:: EXTRACT

Marie Bashir Institute for Infectious Diseases & Biosecurity, University of Sydney.
Influenza Division, Centers for Disease Control and Prevention, Atlanta, Georgia.
Department of Virology & Emerging Infectious Diseases, US Naval Medical Research Unit No 6, Callao, Peru.
Centre for Infectious Diseases and Microbiology Laboratory Services, Level 3 Institute of Clinical Pathology and Medical Research, Pathology West, Westmead Hospital, New South Wales, Australia.
Fogarty International Center, National Institutes of Health, Bethesda, Maryland.



 Latin America has a substantial burden of influenza and rising Internet access and could benefit from real-time influenza epidemic prediction web tools such as Google Flu Trends (GFT) to assist in risk communication and resource allocation during epidemics. However, there has never been a published assessment of GFT's accuracy in most Latin American countries or in any low- to middle-income country. Our aim was to evaluate GFT in Argentina, Bolivia, Brazil, Chile, Mexico, Paraguay, Peru, and Uruguay.


 Weekly influenza-test positive proportions for the eight countries were obtained from FluNet for the period January 2011-December 2014. Concurrent weekly Google-predicted influenza activity in the same countries was abstracted from GFT. Pearson correlation coefficients between observed and Google-predicted influenza activity trends were determined for each country. Permutation tests were used to examine background seasonal correlation between FluNet and GFT by country.

::::
:: STUDY MATERIAL

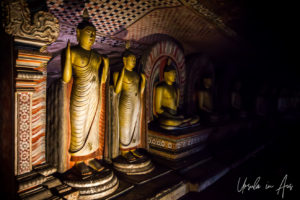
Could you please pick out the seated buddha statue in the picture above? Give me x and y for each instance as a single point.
(130, 85)
(205, 101)
(83, 65)
(166, 103)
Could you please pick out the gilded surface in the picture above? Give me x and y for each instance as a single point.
(130, 86)
(84, 64)
(45, 26)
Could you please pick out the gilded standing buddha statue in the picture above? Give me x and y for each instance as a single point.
(83, 64)
(130, 85)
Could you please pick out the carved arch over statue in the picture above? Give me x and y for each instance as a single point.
(198, 65)
(152, 67)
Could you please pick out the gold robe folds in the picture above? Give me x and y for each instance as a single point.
(85, 108)
(129, 114)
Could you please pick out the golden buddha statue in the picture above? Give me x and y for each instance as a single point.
(166, 103)
(84, 64)
(131, 87)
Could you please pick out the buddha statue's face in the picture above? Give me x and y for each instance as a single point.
(129, 62)
(170, 76)
(207, 82)
(86, 36)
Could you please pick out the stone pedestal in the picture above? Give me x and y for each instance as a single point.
(138, 167)
(177, 144)
(94, 186)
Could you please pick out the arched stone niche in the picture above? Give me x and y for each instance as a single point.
(198, 65)
(30, 39)
(152, 65)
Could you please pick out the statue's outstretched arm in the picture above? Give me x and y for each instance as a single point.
(118, 80)
(143, 83)
(67, 74)
(105, 70)
(158, 99)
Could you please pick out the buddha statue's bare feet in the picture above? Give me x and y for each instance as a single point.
(83, 169)
(95, 165)
(137, 154)
(129, 156)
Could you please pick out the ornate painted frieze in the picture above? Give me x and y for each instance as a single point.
(23, 115)
(44, 28)
(31, 79)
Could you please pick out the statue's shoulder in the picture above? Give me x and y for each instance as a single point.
(95, 53)
(160, 85)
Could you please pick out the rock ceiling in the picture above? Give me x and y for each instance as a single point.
(188, 22)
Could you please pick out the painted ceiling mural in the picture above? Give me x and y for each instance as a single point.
(142, 22)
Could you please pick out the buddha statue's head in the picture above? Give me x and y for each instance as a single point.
(86, 32)
(129, 60)
(170, 74)
(207, 82)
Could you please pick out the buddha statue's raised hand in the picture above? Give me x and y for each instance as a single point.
(105, 69)
(143, 83)
(67, 75)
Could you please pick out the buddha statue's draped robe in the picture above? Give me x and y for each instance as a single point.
(129, 112)
(85, 105)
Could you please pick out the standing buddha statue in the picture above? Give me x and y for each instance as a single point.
(131, 87)
(83, 64)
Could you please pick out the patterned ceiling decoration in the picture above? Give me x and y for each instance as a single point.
(109, 17)
(140, 21)
(192, 32)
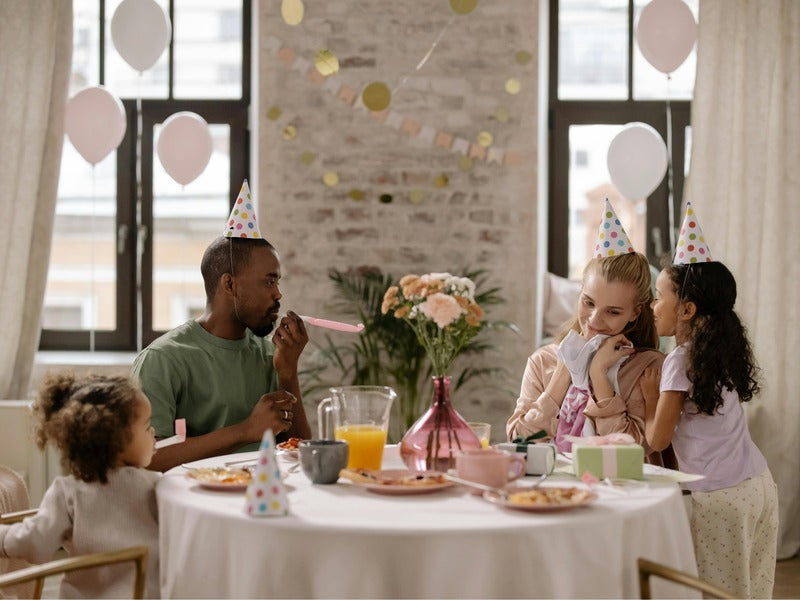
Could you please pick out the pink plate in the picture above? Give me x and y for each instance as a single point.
(401, 489)
(583, 499)
(227, 479)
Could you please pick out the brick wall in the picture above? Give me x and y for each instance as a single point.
(454, 202)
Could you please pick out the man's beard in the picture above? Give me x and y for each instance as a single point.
(262, 331)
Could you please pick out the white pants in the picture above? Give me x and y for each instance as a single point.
(735, 533)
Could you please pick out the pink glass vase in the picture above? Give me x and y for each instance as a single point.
(439, 435)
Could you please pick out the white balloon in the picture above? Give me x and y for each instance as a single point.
(184, 146)
(666, 33)
(140, 31)
(637, 160)
(95, 123)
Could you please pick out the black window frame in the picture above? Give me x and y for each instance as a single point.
(134, 218)
(564, 113)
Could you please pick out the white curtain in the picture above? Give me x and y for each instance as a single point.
(35, 64)
(744, 183)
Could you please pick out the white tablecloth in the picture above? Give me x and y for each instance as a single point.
(342, 541)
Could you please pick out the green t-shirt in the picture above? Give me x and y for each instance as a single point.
(211, 382)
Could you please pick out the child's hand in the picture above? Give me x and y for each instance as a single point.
(649, 382)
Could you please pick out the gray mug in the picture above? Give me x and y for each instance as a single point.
(322, 460)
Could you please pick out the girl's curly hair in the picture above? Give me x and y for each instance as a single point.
(88, 419)
(720, 355)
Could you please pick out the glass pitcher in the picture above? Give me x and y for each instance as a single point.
(358, 414)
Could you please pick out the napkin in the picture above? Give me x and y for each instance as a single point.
(577, 353)
(266, 494)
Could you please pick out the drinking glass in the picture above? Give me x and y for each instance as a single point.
(483, 431)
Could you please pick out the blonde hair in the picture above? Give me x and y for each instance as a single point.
(630, 268)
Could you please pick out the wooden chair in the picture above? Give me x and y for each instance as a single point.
(37, 573)
(648, 568)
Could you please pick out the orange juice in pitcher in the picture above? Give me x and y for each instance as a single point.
(366, 445)
(359, 415)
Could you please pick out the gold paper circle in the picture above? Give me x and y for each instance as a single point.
(292, 11)
(326, 62)
(502, 114)
(289, 132)
(330, 178)
(376, 96)
(513, 86)
(523, 57)
(416, 196)
(485, 139)
(463, 7)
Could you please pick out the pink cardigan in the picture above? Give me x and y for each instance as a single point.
(537, 410)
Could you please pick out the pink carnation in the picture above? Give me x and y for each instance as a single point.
(441, 308)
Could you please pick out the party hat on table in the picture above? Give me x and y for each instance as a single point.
(242, 222)
(692, 245)
(266, 496)
(611, 237)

::::

▸ TASK REQUIREMENTS
**1.** According to the Google Flu Trends abstract, what period did the weekly FluNet data cover?
**2.** Extend the Google Flu Trends abstract past its final sentence.

▸ OUTPUTS FOR THE TASKS
**1.** January 2011 to December 2014.

**2.**
 There were frequent GFT prediction errors, with correlation ranging from r = -0.53 to 0.91. GFT-predicted influenza activity best correlated with FluNet data in Mexico follow by Uruguay, Argentina, Chile, Brazil, Peru, Bolivia and Paraguay. Correlation was generally highest in the more temperate countries with more regular influenza seasonality and lowest in tropical regions. A substantial amount of autocorrelation was noted, suggestive that GFT is not fully specific for influenza virus activity.


 We note substantial inaccuracies with GFT-predicted influenza activity compared with FluNet throughout Latin America, particularly among tropical countries with irregular influenza seasonality. Our findings offer valuable lessons for future Internet-based biosurveillance tools.